Dataset records:

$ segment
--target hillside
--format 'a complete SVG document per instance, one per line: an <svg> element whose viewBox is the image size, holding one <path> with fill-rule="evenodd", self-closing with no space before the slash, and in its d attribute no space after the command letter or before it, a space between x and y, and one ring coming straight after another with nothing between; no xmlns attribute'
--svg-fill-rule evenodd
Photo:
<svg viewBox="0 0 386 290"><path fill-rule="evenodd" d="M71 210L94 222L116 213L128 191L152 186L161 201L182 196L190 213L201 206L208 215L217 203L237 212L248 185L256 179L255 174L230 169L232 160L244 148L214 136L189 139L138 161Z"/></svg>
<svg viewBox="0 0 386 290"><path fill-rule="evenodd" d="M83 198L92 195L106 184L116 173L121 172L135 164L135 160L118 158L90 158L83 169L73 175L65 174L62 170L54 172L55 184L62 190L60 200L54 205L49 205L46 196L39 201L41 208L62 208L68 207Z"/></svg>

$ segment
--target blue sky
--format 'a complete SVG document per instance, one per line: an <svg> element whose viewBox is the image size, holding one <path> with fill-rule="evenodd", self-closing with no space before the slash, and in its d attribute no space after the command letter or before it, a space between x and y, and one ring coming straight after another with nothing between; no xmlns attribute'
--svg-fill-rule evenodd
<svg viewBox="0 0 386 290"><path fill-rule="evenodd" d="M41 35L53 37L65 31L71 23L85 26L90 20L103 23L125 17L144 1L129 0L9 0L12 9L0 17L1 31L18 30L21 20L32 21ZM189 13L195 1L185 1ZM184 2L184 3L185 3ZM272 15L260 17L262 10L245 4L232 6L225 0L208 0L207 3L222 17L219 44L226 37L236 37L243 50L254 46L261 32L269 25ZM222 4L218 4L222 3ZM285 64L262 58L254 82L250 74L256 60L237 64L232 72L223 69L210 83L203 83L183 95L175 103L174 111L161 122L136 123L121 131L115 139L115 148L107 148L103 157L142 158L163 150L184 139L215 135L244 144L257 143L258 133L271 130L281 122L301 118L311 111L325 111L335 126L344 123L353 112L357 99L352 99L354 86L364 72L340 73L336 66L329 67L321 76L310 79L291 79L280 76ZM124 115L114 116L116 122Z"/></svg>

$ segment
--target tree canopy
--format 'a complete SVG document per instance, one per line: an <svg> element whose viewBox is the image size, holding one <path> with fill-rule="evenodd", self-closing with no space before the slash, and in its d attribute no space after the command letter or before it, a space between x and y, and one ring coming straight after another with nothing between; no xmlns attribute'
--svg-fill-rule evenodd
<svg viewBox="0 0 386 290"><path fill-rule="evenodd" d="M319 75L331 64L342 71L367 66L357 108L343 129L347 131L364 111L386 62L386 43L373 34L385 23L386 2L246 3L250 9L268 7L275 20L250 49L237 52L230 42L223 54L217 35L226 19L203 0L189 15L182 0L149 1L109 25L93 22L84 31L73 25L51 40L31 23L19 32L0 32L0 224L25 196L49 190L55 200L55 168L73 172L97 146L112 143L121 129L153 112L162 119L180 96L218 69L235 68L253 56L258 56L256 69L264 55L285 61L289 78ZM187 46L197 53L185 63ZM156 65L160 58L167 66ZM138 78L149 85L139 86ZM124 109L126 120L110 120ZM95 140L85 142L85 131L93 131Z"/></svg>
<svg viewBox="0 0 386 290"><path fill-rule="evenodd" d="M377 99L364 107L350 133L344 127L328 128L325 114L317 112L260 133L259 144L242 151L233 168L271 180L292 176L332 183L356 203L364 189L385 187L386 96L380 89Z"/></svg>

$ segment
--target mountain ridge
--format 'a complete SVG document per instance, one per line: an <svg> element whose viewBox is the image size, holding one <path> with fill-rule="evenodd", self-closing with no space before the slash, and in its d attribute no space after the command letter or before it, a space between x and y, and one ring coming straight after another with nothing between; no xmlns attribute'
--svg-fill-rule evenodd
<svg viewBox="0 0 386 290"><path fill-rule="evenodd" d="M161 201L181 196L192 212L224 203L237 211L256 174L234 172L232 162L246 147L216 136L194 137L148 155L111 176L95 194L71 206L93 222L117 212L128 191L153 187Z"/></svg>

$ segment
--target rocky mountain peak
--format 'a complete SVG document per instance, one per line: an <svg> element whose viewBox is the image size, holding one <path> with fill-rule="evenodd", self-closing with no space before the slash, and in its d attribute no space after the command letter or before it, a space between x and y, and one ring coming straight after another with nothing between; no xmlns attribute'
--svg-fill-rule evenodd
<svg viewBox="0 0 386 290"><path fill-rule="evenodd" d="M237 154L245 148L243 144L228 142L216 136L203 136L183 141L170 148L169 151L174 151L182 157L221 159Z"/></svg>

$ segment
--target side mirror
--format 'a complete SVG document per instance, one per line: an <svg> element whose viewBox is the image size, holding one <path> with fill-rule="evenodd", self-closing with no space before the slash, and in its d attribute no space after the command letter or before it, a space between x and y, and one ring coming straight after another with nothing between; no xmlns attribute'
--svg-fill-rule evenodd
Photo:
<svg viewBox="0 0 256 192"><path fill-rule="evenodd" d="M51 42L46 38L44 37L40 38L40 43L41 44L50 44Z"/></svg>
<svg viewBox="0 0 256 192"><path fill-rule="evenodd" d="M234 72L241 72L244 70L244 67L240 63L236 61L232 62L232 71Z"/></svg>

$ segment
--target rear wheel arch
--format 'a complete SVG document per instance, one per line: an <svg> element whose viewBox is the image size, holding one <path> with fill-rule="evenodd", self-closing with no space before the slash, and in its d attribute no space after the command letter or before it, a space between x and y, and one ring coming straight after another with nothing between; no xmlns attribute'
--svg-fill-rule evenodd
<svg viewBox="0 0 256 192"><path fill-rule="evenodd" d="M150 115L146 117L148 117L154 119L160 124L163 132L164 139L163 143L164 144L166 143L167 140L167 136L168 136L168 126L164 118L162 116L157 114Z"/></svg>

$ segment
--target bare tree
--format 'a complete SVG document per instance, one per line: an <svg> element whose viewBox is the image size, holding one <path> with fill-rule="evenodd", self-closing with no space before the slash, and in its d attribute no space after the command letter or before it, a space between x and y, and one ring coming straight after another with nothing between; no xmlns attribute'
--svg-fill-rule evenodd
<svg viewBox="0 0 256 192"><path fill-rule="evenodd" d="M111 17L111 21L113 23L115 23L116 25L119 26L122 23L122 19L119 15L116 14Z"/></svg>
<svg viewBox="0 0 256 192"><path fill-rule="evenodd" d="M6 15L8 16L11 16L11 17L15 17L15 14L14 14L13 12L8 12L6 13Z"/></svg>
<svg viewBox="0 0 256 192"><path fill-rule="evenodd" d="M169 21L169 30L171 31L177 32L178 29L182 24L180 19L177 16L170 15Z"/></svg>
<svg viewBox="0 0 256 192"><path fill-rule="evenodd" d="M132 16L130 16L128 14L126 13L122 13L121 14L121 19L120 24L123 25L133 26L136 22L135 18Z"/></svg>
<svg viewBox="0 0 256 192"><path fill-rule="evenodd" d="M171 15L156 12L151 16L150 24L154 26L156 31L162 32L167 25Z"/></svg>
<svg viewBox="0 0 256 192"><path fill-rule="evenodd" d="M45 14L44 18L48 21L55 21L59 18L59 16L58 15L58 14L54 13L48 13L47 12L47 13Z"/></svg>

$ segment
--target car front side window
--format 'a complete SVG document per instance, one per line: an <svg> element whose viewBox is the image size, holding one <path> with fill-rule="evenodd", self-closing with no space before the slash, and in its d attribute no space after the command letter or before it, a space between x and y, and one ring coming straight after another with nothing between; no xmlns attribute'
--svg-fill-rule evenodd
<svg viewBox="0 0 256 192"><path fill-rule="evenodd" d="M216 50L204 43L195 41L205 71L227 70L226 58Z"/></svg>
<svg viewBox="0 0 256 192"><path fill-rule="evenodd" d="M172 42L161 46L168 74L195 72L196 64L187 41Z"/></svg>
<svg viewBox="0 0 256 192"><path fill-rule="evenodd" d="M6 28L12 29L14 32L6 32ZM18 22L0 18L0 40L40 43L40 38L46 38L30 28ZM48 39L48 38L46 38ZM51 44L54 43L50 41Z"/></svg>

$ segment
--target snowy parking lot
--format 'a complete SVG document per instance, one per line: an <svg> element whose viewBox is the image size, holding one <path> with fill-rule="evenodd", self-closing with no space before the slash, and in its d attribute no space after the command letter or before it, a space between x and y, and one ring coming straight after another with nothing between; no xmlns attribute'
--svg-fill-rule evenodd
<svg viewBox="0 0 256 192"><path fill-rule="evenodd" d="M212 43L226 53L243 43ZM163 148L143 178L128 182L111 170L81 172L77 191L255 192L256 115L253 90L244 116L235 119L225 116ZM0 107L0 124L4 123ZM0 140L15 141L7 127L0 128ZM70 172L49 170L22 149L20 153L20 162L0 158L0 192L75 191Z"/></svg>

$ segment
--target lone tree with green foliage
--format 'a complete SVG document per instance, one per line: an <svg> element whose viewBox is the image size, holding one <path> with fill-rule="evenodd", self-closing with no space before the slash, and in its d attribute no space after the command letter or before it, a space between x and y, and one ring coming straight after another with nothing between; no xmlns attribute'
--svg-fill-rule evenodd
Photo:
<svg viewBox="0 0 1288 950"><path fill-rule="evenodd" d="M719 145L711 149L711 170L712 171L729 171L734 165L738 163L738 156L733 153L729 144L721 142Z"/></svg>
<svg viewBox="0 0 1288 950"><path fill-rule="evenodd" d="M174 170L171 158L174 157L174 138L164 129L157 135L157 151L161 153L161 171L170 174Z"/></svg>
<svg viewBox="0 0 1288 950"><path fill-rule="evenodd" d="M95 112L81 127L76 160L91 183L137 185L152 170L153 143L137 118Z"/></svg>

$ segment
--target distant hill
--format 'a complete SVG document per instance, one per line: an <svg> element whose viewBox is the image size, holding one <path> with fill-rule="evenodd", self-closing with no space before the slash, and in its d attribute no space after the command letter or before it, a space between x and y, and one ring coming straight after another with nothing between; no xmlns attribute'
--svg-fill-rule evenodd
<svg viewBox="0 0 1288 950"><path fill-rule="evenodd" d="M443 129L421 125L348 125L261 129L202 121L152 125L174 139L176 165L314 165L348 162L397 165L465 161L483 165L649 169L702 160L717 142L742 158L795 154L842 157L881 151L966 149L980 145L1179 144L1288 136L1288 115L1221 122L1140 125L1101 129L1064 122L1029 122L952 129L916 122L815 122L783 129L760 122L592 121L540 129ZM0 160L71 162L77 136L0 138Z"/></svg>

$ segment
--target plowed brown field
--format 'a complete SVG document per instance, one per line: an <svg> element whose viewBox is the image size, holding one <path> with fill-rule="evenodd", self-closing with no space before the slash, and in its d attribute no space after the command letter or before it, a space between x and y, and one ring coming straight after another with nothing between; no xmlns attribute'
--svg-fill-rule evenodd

Exercise instructions: Extract every line above that contains the string "tree". Case counts.

Finished task:
--target tree canopy
--target bare tree
--target lone tree with green foliage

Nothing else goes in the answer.